▸ **Task instructions**:
1) Reproduce the text of the article about the Britannica lawsuit between "The lawsuit claims" and "and historical entries.", inclusive.
2) Pick up the article about the Britannica lawsuit where it stops and continue writing it.

▸ **Passage to read**:
•••••
Encyclopedia Britannica and its subsidiary dictionary publisher, Merriam-Webster, have officially filed a lawsuit against artificial intelligence giant OpenAI. The legal action accuses the AI company of massive copyright infringement for allegedly using the publishers’ proprietary reference materials to train its popular language models without permission. This high-profile case highlights growing tensions between traditional content creators and technology companies over the unauthorized use of intellectual property in the artificial intelligence era.
The complaint was filed on Friday, March 13, 2026, in the United States District Court for the Southern District of New York, located in Manhattan. According to the court filings, Britannica and Merriam-Webster claim that their digital content was unlawfully utilized as training data for OpenAI’s flagship chatbot, ChatGPT, and its underlying GPT large language models.
Allegations of Massive Copyright Infringement
At the center of the lawsuit is the allegation that OpenAI duplicated nearly 100,000 online articles, encyclopedia entries, and dictionary definitions. The publishers assert that these materials, which include both free and subscription-based reference content, were scraped from their platforms and fed into OpenAI’s systems without any authorization or licensing agreements.
The lawsuit claims that because of this extensive training, ChatGPT now produces narrative responses that contain verbatim or near-verbatim reproductions of the original copyrighted works. The complaint explicitly states that the AI models have memorized large portions of Britannica’s content. As a result, when users ask the chatbot for information, it often generates direct summaries, abridgments, or exact copies of the publishers’ hard-earned definitions and historical entries.
•••••
Items stored in a collection:
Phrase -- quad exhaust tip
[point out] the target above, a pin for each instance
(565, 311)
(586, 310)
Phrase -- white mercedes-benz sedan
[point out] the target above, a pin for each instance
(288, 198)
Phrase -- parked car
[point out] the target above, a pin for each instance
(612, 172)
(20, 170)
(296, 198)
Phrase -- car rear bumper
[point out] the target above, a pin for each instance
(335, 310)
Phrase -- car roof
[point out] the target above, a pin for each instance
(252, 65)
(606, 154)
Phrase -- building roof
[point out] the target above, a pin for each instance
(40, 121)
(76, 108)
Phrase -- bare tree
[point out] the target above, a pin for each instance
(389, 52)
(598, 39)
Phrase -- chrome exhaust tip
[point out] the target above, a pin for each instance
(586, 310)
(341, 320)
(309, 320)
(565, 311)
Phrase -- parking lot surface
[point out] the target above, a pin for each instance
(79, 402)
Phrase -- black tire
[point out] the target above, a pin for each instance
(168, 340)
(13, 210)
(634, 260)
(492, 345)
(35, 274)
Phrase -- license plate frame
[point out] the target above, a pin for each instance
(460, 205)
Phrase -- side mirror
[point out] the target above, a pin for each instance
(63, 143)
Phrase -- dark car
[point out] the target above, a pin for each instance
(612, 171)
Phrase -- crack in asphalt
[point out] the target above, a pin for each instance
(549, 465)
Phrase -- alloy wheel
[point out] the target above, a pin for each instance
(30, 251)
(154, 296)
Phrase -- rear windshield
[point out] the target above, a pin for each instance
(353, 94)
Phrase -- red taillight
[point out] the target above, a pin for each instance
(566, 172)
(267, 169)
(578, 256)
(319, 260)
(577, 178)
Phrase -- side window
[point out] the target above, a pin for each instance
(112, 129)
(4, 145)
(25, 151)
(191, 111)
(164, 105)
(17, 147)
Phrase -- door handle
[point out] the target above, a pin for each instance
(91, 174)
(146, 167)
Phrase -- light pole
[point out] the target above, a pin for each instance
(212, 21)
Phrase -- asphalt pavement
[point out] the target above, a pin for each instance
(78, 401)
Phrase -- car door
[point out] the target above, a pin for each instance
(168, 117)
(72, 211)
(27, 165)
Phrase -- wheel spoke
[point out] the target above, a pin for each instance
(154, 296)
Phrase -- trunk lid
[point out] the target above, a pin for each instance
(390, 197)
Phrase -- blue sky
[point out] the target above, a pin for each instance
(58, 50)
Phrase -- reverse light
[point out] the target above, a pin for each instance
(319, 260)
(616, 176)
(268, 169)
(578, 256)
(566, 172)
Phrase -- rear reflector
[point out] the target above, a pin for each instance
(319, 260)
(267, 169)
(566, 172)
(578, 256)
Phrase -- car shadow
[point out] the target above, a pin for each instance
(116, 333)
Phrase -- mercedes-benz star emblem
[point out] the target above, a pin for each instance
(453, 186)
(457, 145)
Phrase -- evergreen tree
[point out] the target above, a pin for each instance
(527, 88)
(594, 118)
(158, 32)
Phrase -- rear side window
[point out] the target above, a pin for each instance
•••••
▸ **Results by task**:
1)
The lawsuit claims that because of this extensive training, ChatGPT now produces narrative responses that contain verbatim or near-verbatim reproductions of the original copyrighted works. The complaint explicitly states that the AI models have memorized large portions of Britannica’s content. As a result, when users ask the chatbot for information, it often generates direct summaries, abridgments, or exact copies of the publishers’ hard-earned definitions and historical entries.

2)
Furthermore, the legal document acknowledges that the complete extent of this copying remains unknown to the public and is currently only known to OpenAI itself. The publishers also accuse the AI laboratory of misusing their articles in ChatGPT’s retrieval-augmented generation workflow. This specific tool allows the language model to scan the internet and external databases for newly updated information to answer user queries in real time.
The Financial Impact and Loss of Web Traffic
For content creators like Britannica and Merriam-Webster, web traffic is a crucial component of their business model. The lawsuit argues that OpenAI’s actions cause significant material detriment by directly competing with their official websites.
By providing users with exact or near-exact copies of encyclopedia and dictionary entries, ChatGPT essentially eliminates the need for individuals to visit the original sources. The publishers argue that this behavior redirects internet users who would have otherwise visited the Britannica or Merriam-Webster platforms. By keeping users within the ChatGPT interface, OpenAI allegedly steers valuable traffic away from the publishers, threatening their digital revenue streams.
Trademark Violations and Artificial Intelligence Hallucinations
Beyond copyright infringement under the Copyright Act of 1976, the lawsuit is also built on a second major legal pillar: trademark violations under the Lanham Act. The plaintiffs argue that OpenAI is not only stealing their content but also damaging their historic reputations.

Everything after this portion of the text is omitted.